What you have to do: Find "From the image above, detect the white" in the records that follow; print that line and each subsequent line through the last one, verbatim and with nothing added.
━━━ Records for this exercise
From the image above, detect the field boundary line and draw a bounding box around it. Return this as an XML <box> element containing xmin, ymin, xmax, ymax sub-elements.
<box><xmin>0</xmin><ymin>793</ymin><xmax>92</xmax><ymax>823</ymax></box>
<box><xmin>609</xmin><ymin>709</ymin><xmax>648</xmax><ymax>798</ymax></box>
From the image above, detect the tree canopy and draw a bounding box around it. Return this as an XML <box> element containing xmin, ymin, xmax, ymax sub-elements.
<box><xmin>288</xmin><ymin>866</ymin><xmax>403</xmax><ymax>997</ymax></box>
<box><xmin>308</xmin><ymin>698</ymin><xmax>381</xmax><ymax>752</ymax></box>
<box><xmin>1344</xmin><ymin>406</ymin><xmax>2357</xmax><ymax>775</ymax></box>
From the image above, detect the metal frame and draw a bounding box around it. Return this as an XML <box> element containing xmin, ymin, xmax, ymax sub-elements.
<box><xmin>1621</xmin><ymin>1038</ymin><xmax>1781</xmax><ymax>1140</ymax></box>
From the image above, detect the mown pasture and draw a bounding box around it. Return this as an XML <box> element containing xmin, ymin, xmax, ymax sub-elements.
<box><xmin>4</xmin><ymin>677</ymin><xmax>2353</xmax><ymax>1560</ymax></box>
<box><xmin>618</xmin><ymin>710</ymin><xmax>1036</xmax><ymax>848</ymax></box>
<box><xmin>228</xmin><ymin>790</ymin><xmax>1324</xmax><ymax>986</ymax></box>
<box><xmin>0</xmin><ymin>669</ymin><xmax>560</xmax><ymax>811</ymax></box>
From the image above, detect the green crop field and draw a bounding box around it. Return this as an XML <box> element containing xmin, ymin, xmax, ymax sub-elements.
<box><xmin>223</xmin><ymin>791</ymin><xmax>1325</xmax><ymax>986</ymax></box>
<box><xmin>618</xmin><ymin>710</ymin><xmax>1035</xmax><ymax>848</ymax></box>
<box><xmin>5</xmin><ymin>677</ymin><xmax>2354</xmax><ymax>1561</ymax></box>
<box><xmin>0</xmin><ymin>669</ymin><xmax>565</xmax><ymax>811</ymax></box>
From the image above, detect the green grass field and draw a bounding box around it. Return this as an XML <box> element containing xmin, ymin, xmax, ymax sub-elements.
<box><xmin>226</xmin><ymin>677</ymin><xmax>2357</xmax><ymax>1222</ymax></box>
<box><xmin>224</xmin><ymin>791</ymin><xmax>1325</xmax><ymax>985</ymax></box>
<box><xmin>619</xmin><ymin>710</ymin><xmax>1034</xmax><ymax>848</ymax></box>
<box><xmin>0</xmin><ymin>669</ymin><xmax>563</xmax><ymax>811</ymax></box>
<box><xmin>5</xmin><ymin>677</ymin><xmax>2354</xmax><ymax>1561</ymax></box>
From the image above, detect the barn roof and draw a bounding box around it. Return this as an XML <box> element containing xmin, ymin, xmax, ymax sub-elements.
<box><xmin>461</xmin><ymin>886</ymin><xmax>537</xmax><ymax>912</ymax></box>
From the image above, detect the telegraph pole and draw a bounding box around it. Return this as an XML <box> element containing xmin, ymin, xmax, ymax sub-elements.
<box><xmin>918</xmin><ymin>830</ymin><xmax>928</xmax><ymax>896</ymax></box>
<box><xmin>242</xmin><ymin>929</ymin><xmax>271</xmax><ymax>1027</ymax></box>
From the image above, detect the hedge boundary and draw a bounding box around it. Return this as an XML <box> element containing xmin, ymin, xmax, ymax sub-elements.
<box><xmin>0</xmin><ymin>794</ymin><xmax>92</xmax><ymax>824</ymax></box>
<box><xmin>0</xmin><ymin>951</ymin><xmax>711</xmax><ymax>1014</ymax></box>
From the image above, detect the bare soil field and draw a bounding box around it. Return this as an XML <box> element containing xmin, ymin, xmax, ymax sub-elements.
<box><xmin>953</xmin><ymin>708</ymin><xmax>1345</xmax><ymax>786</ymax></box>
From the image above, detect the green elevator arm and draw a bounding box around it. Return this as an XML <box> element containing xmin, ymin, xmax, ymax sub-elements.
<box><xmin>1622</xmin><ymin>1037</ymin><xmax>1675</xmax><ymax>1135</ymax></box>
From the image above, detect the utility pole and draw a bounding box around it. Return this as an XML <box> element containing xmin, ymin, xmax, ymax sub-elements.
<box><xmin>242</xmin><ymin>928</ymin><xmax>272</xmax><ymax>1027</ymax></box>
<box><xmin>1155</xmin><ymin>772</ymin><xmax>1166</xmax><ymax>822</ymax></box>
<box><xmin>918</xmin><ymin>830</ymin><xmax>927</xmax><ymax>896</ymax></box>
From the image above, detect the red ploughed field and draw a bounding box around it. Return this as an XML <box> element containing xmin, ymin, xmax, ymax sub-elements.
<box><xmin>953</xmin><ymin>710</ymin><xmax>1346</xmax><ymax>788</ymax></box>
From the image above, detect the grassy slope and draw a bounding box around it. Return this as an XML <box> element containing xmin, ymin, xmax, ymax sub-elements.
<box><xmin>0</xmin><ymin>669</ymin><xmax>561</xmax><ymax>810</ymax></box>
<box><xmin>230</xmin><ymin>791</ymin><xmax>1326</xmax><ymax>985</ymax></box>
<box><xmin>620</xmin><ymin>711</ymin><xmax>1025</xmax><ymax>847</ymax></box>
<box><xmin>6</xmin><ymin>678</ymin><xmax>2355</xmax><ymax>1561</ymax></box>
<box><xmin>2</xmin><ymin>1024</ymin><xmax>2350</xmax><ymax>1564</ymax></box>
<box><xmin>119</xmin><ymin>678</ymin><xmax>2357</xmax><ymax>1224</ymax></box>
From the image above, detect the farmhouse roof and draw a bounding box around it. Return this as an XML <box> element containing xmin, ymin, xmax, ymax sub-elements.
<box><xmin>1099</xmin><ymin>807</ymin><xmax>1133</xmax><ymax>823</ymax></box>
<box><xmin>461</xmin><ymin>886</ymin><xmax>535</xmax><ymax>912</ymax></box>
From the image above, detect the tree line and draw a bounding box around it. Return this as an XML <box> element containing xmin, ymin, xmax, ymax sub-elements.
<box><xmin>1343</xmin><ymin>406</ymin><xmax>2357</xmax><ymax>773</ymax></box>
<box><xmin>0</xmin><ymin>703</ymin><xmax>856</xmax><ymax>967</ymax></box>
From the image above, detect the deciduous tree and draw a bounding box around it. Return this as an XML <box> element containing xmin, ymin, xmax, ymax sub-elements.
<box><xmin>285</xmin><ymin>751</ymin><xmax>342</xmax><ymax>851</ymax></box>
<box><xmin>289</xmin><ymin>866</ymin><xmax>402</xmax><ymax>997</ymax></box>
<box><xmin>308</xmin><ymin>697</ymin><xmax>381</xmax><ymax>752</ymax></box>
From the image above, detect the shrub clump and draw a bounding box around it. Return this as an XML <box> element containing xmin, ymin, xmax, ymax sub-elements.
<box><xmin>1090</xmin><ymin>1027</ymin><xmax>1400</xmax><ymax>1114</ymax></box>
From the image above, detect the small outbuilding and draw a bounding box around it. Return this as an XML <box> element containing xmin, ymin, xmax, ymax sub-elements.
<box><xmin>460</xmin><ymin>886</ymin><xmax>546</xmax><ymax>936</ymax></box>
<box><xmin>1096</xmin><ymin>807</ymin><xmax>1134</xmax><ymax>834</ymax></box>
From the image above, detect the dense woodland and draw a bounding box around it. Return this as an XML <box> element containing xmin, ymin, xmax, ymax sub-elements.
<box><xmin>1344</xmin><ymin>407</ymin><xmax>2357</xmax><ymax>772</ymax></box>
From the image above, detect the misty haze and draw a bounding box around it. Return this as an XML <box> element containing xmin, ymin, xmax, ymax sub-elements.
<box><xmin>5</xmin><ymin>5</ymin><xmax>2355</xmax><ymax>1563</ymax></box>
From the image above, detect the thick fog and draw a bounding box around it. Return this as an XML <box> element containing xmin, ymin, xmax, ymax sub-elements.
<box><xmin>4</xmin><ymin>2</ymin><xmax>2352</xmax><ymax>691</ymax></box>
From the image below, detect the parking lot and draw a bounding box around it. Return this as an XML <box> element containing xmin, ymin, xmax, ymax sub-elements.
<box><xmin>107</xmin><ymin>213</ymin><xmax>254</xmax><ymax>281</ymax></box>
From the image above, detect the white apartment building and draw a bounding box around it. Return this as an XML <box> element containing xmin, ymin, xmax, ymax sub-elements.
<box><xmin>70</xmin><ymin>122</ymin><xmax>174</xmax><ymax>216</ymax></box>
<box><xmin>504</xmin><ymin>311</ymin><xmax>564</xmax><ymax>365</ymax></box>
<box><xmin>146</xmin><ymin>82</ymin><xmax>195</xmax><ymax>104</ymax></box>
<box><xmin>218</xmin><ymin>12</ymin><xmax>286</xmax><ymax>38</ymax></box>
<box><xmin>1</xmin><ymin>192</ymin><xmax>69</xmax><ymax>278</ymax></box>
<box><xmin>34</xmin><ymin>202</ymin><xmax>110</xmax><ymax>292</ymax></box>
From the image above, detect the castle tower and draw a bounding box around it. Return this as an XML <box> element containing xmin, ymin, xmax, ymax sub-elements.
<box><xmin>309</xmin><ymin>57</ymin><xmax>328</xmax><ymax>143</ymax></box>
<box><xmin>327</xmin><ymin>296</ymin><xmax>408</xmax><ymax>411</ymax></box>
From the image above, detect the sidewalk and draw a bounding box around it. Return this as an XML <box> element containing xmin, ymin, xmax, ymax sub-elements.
━━━━━━
Exercise answer:
From the image above, detect the white apartment building and draw a bounding box around it. Return this as an XML <box> element containing xmin, ymin, xmax, ymax sub-elements.
<box><xmin>70</xmin><ymin>122</ymin><xmax>174</xmax><ymax>216</ymax></box>
<box><xmin>504</xmin><ymin>311</ymin><xmax>564</xmax><ymax>365</ymax></box>
<box><xmin>146</xmin><ymin>82</ymin><xmax>195</xmax><ymax>104</ymax></box>
<box><xmin>218</xmin><ymin>12</ymin><xmax>286</xmax><ymax>38</ymax></box>
<box><xmin>1</xmin><ymin>192</ymin><xmax>69</xmax><ymax>278</ymax></box>
<box><xmin>34</xmin><ymin>202</ymin><xmax>110</xmax><ymax>292</ymax></box>
From the image above, detect the castle tower and draw a bounding box around it. Return this as an XML <box> element containing xmin, ymin, xmax, ymax sub-elements.
<box><xmin>309</xmin><ymin>57</ymin><xmax>328</xmax><ymax>143</ymax></box>
<box><xmin>327</xmin><ymin>296</ymin><xmax>408</xmax><ymax>411</ymax></box>
From the image above, detect the sidewalk and draw a bounding box around it. Return this as an XML <box> element containing xmin, ymin, xmax, ymax sub-elements.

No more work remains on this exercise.